书面练习:
请根据所给文本回答下列问题:
1. 将查询放入括号作为子查询后,需要在括号后面添加什么?
2. 文中代码的内层查询是从哪个表格统计事件的?
3. 据所给文本所述,大部分人对子查询采用何种格式处理方式?

所给文本:
=-=-=-=-=

美文网首页SQL
SQL for Data Analysis - Lesson 4

SQL for Data Analysis - Lesson 4

作者: IntoTheVoid | 来源:发表于2018-08-26 20:00 被阅读15次

    子查询

    目的: 有时候,你要回答的问题无法通过直接处理数据库中的现有表格获得答案。但是,如果我们能通过现有的表格创建新的表格,我们就能查询这些新的表格,并回答我们的问题。

    子查询简介

    子查询表格表达式都是用来通过查询创建一个表格,然后再编写一个查询来与这个新创建的表格进行互动。每当我们需要使用现有表格创建新的表格,然后需要再次查询时,就表明我们需要使用某种子查询。

    某些查询(也成为内层查询或嵌套查询Subqueries)是可用于多个步骤的工具.

    以营销经理为例, 哪些渠道平均每天发送给Parch&Posey的流量最大?

    • 首先查询基础表, 确保数据可用
    • 统计每天每个渠道的所有事件
    • 将以上查询构建为子查询表, 要做到这一点, 首先将以上查询放入括号中, 并将其用在编写下个查询的FROM子句, 子查询需要别名, 在括号后面添加别名
    • 在创建的事件列中计算平均值, 由于子查询就像FROM 子句的一个表格一样, 我们将在子查询之后放置一个GROUP BY子句, 由于现在是根据这个新的聚合重新查询, 因此不再需要在子查询中使用ORDER BY语句
    SELECT channel,
           AVG(event_count) AS avg_event_count
    FROM
    (SELECT DATE_TRUNC('day', occurred_at) AS day,
           channel,
           COUNT(*) AS event_count
      FROM demo.web_events_full
    GROUP BY 1, 2
     ) sub
    
     GROUP BY 1
     ORDER BY 2 DESC
    

    以上代码, 首先运行内层查询, 然后针对内层查询创建的结果集来运行外层查询, 查询结果如下

    image.png

     
     

    子查询格式

    在使用子查询时,要让读者能够轻松地判断查询的哪个部分将一起执行。大部分人的做法是按照某种方式缩进子查询.

    • 格式糟糕的查询

    示例1: 无法判断查询的作用

    image.png

    示例2: 不是太糟糕, 但是还有更好的写法.

=-=-=-=-=

数据条目:
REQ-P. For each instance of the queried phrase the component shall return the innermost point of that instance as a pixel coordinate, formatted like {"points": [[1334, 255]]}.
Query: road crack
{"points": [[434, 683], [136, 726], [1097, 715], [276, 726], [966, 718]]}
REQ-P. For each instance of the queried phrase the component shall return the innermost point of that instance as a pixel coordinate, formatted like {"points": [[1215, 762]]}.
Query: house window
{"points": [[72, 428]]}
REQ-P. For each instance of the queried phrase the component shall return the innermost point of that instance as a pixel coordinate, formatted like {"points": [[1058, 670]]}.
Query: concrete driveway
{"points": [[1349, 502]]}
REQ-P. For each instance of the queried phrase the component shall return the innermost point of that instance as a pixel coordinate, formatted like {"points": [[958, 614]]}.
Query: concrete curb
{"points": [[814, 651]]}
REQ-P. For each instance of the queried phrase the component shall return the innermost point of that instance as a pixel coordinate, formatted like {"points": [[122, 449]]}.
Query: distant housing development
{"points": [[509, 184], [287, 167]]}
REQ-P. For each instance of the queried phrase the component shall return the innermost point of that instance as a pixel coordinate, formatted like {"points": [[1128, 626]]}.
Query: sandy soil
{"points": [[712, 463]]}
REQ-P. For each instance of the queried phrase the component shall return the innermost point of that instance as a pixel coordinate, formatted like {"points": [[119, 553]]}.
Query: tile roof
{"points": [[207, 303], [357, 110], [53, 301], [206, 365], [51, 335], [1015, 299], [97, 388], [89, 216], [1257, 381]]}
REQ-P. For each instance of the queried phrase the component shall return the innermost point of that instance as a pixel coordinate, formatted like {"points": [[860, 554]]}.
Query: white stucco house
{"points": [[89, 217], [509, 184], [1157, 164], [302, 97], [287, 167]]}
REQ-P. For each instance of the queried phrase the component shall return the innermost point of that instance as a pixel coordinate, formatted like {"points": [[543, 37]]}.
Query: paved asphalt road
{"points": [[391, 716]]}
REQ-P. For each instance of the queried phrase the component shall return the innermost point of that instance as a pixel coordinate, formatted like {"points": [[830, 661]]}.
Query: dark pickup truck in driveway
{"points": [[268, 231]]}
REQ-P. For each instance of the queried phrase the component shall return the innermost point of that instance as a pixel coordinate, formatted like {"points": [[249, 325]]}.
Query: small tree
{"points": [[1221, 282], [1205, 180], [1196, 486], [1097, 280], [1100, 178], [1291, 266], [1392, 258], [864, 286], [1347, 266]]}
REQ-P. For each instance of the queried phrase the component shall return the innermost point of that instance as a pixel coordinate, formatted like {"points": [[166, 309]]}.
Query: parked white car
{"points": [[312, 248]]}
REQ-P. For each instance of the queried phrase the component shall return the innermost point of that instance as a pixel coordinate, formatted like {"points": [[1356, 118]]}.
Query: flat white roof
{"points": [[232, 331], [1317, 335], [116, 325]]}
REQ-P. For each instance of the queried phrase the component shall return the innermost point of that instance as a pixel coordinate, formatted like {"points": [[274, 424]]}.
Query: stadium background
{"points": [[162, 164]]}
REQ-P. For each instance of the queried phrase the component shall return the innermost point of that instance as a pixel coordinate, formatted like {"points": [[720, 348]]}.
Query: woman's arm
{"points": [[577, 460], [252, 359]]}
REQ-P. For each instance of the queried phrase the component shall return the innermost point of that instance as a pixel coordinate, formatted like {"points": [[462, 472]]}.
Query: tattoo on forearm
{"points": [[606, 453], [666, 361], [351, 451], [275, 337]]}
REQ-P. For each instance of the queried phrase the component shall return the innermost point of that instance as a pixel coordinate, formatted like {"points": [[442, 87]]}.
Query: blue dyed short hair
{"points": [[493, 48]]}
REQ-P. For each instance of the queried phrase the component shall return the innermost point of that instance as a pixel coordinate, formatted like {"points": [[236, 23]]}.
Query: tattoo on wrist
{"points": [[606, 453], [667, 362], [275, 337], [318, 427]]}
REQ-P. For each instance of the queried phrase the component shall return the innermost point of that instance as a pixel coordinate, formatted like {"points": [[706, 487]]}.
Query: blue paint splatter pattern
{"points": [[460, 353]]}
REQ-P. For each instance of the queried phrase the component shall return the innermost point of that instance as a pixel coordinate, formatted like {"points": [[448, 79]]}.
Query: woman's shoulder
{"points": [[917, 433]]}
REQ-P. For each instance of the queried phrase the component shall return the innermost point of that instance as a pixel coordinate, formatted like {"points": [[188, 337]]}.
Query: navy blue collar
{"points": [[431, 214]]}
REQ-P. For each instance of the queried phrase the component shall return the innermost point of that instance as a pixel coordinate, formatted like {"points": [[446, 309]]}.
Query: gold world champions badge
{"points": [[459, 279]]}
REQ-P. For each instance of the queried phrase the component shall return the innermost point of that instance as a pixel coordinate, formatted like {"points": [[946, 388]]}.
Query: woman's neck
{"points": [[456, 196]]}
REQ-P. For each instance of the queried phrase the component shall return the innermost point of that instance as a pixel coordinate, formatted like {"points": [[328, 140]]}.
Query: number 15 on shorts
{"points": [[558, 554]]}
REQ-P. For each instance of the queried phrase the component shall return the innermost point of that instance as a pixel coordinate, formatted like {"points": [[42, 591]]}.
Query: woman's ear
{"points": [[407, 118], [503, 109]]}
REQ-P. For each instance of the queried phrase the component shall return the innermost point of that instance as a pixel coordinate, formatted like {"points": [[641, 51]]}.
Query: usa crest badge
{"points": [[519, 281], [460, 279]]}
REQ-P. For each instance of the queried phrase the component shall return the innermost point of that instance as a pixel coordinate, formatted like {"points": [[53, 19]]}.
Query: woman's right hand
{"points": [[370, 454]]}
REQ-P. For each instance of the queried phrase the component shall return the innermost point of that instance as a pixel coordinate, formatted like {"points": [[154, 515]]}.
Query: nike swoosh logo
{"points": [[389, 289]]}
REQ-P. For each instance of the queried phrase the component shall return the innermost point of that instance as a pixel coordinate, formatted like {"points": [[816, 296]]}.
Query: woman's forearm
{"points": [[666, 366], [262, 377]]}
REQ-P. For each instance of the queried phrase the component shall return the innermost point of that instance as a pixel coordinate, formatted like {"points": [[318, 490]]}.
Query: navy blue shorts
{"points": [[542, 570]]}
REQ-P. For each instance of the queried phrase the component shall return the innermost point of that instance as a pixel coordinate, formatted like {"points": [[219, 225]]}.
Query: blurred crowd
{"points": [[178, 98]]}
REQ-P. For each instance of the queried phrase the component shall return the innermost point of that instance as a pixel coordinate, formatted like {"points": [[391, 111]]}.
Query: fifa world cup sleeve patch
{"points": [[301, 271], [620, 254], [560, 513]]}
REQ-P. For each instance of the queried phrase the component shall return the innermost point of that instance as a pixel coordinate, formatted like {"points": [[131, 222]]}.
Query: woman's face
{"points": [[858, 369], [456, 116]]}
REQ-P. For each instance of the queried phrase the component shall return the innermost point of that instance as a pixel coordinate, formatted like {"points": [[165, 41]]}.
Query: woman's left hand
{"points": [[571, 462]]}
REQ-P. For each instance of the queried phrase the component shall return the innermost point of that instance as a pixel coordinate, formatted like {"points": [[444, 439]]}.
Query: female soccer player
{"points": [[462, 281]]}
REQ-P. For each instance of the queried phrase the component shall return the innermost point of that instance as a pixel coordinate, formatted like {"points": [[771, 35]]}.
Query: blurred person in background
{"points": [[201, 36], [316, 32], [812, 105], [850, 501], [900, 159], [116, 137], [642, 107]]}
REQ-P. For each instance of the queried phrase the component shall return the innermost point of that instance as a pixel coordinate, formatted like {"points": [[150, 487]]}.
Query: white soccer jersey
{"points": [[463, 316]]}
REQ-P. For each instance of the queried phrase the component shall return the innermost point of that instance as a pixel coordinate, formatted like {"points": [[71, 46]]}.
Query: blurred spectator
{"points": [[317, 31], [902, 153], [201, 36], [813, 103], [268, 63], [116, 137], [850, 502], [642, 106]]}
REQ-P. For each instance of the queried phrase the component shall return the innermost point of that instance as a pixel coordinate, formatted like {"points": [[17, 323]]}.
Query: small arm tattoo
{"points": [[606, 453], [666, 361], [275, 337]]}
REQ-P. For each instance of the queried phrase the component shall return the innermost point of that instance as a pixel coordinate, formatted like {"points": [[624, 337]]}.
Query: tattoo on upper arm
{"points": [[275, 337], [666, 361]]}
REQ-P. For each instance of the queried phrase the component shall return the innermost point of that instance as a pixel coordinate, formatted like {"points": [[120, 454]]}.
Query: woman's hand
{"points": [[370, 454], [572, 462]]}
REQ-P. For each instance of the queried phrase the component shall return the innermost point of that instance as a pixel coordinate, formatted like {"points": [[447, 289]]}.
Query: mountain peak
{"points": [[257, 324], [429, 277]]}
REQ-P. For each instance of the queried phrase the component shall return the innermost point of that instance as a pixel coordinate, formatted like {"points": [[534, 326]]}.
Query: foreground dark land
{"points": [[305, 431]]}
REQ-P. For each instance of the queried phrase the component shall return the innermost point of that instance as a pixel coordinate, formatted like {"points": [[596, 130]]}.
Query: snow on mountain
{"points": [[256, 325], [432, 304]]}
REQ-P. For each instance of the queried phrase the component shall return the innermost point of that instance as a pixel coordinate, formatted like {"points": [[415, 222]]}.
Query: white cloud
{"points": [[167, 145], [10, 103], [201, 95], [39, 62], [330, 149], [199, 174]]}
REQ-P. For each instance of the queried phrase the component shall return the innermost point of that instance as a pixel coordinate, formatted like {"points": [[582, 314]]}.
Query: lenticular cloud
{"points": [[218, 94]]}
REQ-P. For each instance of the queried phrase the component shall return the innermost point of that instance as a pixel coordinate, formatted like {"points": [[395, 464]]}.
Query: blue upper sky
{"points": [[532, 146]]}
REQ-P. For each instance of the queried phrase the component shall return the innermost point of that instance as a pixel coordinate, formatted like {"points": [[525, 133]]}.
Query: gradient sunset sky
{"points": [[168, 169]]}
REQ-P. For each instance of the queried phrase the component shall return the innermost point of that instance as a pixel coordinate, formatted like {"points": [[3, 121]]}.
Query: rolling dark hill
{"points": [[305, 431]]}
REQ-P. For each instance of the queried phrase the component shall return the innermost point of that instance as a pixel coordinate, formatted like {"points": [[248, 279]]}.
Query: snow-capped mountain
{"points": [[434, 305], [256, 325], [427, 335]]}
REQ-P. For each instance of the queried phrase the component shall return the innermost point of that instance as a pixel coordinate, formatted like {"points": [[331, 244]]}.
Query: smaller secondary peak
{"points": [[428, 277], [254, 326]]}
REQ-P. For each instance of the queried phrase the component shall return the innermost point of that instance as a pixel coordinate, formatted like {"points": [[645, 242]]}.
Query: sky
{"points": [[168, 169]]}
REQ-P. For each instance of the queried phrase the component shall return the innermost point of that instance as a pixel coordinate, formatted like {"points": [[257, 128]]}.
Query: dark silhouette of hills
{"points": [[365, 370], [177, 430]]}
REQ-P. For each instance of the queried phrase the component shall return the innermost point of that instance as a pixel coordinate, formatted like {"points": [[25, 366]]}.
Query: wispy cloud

=-=-=-=-=

结果如下:
1. 需要添加别名。
2. demo.web_events_full。
3. 按照某种方式缩进子查询。